● **The data**:
::::

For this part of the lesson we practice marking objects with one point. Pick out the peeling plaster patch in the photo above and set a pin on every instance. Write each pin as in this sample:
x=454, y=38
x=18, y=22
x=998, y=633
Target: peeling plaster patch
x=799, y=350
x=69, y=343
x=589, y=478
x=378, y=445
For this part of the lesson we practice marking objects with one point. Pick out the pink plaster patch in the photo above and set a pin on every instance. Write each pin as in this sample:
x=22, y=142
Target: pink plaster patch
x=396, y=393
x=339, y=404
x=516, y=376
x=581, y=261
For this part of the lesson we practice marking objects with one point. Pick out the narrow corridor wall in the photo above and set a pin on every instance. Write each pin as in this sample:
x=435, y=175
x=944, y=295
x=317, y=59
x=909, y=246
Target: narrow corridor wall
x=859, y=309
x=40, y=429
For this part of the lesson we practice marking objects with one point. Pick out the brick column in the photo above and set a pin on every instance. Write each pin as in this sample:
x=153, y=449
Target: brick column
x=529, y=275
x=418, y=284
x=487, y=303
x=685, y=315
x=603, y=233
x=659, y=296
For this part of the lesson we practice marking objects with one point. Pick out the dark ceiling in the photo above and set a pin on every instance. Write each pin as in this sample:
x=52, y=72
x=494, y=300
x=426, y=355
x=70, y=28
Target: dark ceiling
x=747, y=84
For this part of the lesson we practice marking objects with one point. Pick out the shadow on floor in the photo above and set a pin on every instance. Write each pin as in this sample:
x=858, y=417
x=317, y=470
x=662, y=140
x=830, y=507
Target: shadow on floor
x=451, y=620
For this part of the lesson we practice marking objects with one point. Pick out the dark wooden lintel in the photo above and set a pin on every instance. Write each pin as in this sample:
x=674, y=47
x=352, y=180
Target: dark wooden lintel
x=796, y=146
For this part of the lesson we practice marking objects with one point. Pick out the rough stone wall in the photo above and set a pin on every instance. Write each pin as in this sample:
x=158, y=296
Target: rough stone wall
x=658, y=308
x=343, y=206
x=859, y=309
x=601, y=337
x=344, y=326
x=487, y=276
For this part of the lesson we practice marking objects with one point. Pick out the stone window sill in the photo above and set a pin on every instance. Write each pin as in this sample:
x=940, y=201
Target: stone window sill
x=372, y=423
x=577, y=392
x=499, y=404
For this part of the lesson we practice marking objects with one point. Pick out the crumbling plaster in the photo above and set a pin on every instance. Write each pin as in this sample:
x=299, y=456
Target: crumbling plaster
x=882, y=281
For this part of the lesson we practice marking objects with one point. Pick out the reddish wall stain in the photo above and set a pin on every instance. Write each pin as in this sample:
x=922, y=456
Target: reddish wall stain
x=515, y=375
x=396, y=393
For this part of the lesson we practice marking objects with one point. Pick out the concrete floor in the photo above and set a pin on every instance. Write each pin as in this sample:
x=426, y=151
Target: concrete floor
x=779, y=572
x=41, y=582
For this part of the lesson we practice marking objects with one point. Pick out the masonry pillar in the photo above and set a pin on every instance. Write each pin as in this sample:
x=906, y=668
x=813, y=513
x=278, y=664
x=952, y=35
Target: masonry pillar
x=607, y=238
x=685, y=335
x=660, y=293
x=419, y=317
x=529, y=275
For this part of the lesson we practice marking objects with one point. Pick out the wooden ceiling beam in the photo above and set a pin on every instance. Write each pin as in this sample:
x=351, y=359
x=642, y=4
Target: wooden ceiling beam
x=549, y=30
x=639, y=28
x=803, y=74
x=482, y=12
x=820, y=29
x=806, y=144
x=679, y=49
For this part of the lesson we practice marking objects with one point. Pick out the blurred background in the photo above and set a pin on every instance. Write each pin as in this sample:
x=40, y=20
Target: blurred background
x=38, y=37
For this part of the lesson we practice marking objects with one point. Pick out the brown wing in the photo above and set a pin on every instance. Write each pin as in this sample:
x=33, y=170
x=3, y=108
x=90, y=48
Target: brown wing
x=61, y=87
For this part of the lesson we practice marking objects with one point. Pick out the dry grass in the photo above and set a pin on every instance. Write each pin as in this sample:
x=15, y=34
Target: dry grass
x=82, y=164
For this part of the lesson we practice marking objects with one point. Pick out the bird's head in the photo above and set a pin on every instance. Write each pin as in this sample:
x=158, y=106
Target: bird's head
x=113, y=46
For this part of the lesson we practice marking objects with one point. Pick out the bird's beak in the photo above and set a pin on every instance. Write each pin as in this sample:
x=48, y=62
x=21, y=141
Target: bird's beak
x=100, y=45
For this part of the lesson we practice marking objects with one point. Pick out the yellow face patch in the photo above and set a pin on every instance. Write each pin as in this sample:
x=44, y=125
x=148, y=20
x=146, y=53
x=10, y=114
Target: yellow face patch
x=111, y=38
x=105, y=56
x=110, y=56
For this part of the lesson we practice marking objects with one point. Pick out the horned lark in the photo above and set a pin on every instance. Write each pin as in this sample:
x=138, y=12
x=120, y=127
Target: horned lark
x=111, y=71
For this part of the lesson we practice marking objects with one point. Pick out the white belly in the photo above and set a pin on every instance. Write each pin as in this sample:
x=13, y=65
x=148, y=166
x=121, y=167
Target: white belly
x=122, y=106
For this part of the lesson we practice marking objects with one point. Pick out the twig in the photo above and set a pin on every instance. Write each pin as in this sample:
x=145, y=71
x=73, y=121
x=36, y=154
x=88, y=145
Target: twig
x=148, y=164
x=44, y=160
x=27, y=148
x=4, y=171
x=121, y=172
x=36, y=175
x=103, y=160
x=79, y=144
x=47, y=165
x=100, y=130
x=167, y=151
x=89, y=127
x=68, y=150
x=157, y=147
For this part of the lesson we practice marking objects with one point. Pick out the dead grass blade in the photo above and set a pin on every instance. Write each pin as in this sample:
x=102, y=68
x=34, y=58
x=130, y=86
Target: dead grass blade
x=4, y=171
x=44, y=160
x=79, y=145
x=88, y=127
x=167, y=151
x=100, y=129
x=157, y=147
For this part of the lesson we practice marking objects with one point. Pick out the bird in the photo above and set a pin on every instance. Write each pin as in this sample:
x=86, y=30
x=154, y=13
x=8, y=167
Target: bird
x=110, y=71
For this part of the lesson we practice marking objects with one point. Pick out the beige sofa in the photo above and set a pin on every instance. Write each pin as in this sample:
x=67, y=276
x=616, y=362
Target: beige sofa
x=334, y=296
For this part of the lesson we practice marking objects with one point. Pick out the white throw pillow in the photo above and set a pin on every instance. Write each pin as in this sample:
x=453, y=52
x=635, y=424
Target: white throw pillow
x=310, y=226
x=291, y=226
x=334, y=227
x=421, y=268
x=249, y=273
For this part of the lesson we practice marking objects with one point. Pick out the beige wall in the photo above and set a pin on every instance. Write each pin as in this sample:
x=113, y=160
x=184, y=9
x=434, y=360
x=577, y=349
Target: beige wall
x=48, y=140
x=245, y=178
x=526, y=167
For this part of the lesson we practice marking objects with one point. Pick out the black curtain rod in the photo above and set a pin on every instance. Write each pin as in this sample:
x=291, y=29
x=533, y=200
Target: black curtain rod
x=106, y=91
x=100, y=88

::::

● **Goal of the exercise**: In the listing above, take the line containing "the beige wall" as the start and write out every line through the last one exactly, with nothing added.

● **Completed task**:
For this part of the lesson we practice marking objects with one point. Pick out the beige wall in the photo above and set a pin on every instance. Write each pin as in this sample:
x=113, y=160
x=184, y=9
x=434, y=360
x=577, y=349
Target: beige wall
x=48, y=140
x=245, y=178
x=526, y=167
For this part of the lesson we practice marking objects with one point. Pick out the black curtain rod in the photo above and set a pin on every instance. Write each pin as in this sample:
x=291, y=29
x=533, y=200
Target: black curtain rod
x=106, y=91
x=100, y=88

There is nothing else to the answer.